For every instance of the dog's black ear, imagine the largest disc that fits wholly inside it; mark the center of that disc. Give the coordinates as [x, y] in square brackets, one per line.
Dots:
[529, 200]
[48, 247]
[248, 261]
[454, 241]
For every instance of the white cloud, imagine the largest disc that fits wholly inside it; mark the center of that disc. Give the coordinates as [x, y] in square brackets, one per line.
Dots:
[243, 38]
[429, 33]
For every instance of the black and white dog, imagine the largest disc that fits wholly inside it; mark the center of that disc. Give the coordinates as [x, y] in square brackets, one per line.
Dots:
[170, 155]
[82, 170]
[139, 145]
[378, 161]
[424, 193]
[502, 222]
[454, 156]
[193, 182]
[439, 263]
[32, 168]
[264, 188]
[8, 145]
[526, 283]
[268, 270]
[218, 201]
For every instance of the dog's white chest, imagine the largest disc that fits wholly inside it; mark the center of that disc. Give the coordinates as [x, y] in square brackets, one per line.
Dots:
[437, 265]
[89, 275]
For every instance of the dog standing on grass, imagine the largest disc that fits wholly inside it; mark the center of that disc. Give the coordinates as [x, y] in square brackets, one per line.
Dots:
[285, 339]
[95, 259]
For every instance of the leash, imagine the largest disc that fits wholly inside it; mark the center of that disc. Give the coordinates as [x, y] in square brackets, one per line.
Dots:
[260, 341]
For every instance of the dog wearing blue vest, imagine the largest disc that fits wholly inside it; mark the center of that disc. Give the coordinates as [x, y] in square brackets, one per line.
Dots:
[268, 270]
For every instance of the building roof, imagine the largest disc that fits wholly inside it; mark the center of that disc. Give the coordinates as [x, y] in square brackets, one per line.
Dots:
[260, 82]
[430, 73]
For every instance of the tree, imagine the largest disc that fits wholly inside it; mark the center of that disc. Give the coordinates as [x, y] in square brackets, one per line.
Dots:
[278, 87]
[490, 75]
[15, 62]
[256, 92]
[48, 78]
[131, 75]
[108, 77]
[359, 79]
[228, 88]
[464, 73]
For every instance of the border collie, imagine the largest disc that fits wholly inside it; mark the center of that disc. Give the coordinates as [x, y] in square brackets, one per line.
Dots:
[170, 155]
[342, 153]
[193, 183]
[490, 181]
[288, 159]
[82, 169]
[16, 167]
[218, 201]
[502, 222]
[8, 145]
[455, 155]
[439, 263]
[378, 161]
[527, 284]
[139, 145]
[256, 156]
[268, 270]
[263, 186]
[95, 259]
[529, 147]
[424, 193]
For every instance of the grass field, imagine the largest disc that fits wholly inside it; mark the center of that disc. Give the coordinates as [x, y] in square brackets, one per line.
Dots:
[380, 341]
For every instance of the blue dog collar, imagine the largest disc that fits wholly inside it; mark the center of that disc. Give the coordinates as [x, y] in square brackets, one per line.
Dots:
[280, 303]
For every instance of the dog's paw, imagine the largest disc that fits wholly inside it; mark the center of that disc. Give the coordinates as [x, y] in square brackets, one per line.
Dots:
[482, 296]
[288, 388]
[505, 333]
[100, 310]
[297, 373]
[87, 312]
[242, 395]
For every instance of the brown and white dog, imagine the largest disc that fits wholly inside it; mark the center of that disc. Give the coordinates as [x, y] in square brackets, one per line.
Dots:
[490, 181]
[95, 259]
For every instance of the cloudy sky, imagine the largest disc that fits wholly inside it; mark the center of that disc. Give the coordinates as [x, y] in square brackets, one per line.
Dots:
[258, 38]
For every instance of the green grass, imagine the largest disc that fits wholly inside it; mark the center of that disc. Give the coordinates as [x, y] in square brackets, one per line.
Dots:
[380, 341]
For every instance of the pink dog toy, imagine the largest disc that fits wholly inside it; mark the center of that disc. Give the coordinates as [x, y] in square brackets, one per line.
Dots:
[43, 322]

---+---

**PROBLEM DETAILS:**
Write out, word for word, every line from the one containing "For every instance of the blue" through the last line of the records above.

**WRITTEN ANSWER:**
For every instance of the blue dog collar, imagine the largest disc that fits wholly inside it; mark the center of that disc. Give the coordinates as [x, y] in square brackets, one per line.
Dots:
[280, 303]
For every instance of the dog's paw, imagine the largest disc that fits wholly inside it; mark the center of that disc. Give the coordinates as [x, y] in square brackets, one per line.
Dots:
[482, 296]
[288, 388]
[505, 333]
[100, 310]
[297, 373]
[87, 312]
[242, 395]
For every instance of the brown and white dog, imagine the largest disc that fits wholly inside it; mark the center of that disc. Give the coordinates as [x, y] in square brackets, one per line.
Dots:
[490, 181]
[95, 259]
For every instance of the cloudy sky, imagine the largest disc that fits wholly inside it; mark the center of that disc. Give the coordinates as [x, y] in square brackets, one per line.
Dots:
[258, 38]
For every instance of the green grass, imagine the largest disc that fits wholly inside it; mark the center of that disc. Give the coordinates as [x, y] in square brackets, one per line.
Dots:
[380, 341]
For every instance of the pink dog toy, imagine the largest disc that fits wholly inside it; mark the center of that disc. Give the coordinates as [x, y] in square brackets, one per line.
Dots:
[43, 322]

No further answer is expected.